### Assigned task:
The output is the line holding "Query: man's hand" and all lines after it to the end of the records below; restate them unchanged and add nothing.

### Source data:
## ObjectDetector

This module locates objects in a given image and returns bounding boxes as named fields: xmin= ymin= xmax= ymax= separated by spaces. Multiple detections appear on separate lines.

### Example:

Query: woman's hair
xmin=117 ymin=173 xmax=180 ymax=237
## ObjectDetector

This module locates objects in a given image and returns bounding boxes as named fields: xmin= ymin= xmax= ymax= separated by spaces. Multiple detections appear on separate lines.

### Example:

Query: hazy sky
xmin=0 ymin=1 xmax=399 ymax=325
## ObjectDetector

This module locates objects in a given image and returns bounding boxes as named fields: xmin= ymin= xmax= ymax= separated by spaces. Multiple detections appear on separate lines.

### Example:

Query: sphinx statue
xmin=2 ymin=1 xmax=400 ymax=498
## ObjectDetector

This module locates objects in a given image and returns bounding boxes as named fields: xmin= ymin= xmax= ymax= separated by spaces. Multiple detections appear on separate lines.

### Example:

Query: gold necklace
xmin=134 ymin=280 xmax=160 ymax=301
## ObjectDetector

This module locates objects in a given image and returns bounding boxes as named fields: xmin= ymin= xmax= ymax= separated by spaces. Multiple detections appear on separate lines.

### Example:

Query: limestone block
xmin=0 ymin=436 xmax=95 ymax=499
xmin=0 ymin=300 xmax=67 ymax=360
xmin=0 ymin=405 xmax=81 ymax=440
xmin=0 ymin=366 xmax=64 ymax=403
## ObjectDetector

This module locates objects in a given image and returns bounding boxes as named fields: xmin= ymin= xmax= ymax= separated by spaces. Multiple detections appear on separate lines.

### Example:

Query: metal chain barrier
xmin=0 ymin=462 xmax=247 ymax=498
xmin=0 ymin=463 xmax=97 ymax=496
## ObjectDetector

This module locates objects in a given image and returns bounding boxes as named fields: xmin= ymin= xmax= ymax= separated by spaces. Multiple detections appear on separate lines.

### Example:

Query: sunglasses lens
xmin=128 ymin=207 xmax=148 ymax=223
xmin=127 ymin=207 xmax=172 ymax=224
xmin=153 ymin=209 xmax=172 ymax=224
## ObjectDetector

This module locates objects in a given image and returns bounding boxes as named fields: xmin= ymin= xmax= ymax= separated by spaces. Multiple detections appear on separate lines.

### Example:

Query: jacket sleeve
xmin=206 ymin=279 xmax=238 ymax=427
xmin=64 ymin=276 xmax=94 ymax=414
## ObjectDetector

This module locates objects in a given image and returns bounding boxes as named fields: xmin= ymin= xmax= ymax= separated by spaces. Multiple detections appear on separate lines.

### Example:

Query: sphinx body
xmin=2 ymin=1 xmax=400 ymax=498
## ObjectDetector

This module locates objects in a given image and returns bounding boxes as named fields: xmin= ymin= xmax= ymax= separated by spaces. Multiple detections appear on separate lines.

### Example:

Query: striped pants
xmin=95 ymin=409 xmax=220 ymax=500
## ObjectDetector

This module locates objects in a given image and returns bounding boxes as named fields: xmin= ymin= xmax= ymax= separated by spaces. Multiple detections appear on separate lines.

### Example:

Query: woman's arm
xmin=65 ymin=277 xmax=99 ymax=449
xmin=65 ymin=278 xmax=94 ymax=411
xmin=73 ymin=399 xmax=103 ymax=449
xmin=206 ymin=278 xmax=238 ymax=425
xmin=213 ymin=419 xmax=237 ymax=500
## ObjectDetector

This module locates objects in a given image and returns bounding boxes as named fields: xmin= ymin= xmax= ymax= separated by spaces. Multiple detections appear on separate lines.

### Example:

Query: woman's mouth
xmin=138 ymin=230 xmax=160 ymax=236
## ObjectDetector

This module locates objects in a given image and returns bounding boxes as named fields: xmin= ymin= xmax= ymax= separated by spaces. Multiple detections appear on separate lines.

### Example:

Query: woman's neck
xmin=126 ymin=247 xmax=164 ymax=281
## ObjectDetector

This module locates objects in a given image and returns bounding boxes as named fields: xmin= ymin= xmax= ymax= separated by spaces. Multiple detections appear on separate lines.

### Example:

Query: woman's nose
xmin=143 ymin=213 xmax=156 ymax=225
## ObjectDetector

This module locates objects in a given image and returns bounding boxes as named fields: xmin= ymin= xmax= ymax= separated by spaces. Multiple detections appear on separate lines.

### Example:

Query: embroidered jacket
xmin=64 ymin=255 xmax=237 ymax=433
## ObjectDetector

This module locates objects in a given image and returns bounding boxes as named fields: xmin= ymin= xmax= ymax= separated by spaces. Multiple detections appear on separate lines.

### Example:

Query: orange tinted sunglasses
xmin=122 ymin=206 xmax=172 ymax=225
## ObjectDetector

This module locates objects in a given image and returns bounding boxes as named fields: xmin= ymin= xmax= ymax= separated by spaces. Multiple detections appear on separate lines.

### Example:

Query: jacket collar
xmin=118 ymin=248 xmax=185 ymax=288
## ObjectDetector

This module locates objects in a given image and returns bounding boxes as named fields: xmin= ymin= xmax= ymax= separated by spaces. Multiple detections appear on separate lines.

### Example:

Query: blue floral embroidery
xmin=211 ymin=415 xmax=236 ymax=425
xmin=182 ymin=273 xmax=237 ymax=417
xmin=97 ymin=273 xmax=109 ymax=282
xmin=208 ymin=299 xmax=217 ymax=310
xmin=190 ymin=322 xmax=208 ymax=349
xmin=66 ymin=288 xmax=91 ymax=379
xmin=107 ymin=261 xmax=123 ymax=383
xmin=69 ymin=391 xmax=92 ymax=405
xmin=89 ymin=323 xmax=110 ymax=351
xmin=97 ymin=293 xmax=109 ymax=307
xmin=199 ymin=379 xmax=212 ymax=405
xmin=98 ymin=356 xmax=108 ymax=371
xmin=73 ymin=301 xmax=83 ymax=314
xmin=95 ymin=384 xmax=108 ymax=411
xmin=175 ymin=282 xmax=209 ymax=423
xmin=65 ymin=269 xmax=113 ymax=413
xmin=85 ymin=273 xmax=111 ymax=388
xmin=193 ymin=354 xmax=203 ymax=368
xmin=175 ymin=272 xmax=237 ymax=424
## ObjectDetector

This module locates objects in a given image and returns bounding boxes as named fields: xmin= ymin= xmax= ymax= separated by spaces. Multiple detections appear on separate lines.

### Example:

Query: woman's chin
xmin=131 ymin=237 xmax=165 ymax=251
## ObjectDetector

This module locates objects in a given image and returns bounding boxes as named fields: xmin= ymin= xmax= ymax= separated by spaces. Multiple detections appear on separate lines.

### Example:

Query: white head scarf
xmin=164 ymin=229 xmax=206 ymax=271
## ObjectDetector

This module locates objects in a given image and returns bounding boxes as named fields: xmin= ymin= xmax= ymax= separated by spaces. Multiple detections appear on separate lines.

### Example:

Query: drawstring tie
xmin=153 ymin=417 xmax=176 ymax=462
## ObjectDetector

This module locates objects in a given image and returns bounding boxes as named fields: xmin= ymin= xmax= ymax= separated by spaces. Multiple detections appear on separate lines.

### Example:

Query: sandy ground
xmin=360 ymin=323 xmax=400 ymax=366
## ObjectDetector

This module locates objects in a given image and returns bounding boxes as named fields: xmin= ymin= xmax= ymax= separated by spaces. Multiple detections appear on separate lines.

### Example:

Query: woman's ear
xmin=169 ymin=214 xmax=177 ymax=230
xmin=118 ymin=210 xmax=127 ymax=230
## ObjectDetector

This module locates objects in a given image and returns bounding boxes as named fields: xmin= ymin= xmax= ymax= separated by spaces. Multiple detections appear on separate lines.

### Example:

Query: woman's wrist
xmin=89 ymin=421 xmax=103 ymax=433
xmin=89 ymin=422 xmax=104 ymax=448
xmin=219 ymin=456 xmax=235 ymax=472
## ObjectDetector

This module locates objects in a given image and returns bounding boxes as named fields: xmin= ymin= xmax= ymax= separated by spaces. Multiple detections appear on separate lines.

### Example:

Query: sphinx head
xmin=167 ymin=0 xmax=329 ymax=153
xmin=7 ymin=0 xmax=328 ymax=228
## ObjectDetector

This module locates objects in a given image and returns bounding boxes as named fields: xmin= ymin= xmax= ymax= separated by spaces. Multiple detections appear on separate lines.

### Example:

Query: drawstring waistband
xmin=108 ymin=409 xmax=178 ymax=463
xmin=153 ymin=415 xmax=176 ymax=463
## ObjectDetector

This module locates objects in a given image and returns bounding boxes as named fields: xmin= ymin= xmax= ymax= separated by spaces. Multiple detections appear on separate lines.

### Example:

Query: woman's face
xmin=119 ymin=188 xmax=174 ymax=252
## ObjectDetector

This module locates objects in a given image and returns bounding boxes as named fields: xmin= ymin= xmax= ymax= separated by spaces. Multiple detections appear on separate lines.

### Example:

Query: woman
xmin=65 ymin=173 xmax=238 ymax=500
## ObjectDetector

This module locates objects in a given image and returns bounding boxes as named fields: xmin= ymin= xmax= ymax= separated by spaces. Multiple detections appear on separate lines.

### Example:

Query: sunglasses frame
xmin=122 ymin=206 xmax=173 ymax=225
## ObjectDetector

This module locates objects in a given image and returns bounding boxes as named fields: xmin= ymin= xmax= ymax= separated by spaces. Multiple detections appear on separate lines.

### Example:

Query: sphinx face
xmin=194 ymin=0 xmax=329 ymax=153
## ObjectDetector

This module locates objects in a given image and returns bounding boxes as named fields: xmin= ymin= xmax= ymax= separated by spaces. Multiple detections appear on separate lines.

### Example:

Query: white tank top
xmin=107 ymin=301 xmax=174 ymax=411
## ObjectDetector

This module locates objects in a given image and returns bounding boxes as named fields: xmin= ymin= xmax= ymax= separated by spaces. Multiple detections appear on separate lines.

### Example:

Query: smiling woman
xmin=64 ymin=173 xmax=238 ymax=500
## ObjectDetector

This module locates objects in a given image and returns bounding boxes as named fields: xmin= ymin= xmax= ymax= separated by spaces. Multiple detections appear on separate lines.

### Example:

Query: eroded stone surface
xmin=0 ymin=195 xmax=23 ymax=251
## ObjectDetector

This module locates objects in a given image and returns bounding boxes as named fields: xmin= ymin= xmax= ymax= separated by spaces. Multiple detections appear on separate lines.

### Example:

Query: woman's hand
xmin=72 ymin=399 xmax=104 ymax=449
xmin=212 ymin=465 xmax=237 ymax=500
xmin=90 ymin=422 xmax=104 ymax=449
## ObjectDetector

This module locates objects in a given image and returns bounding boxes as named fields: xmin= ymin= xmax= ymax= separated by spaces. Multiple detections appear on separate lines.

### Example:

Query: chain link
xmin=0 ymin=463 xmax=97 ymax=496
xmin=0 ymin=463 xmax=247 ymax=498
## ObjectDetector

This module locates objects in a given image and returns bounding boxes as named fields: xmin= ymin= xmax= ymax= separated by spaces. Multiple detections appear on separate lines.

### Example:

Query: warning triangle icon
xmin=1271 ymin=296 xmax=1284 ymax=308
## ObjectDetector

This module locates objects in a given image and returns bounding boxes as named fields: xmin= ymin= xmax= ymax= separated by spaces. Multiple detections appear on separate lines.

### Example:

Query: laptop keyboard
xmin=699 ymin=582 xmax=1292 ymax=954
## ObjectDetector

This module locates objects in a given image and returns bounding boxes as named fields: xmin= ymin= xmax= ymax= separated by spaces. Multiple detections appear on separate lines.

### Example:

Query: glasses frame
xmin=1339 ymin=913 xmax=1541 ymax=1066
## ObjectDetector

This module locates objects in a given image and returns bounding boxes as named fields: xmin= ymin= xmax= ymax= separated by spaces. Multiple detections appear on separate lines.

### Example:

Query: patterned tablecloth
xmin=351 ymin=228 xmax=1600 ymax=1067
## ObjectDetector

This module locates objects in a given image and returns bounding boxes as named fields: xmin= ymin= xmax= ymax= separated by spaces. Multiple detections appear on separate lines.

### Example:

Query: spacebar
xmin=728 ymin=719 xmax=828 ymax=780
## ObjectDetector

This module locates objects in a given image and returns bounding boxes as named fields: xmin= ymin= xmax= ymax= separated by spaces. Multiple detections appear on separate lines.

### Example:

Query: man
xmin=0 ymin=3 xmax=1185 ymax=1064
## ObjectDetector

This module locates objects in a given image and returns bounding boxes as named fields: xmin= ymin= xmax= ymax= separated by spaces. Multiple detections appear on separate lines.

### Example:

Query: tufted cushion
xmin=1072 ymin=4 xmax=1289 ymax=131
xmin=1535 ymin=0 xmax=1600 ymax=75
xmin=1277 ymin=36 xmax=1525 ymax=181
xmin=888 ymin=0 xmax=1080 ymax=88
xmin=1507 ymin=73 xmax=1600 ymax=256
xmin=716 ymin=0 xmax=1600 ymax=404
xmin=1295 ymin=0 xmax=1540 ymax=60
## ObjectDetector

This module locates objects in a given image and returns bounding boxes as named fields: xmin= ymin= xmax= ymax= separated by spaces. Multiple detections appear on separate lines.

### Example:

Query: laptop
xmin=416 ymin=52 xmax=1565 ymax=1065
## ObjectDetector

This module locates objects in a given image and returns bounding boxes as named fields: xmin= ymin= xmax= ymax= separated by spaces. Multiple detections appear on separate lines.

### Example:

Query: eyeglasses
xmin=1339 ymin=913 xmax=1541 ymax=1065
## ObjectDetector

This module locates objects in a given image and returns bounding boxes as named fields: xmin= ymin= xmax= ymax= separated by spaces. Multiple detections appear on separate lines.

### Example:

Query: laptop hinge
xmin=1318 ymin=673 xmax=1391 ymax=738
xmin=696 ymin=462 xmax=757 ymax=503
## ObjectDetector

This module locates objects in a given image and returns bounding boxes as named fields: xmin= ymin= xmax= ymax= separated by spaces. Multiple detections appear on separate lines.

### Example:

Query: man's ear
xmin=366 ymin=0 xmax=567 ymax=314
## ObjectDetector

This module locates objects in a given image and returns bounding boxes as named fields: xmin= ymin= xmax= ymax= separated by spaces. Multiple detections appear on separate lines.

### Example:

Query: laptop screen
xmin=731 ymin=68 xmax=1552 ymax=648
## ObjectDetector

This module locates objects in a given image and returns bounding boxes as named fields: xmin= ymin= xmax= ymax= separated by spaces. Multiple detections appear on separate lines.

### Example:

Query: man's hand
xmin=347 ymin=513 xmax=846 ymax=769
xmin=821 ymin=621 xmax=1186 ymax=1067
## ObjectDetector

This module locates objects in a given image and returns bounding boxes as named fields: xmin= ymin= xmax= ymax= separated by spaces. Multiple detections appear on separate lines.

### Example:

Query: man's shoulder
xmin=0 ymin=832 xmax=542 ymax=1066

### Completed exercise:
Query: man's hand
xmin=347 ymin=513 xmax=846 ymax=769
xmin=821 ymin=621 xmax=1186 ymax=1067
## ObjectDetector

This module locates objects in a given image and returns bounding boxes as named fields: xmin= ymin= xmax= ymax= separated by spaces. Multiple detections appear on separate lines.

### Example:

Query: man's shoulder
xmin=0 ymin=832 xmax=542 ymax=1066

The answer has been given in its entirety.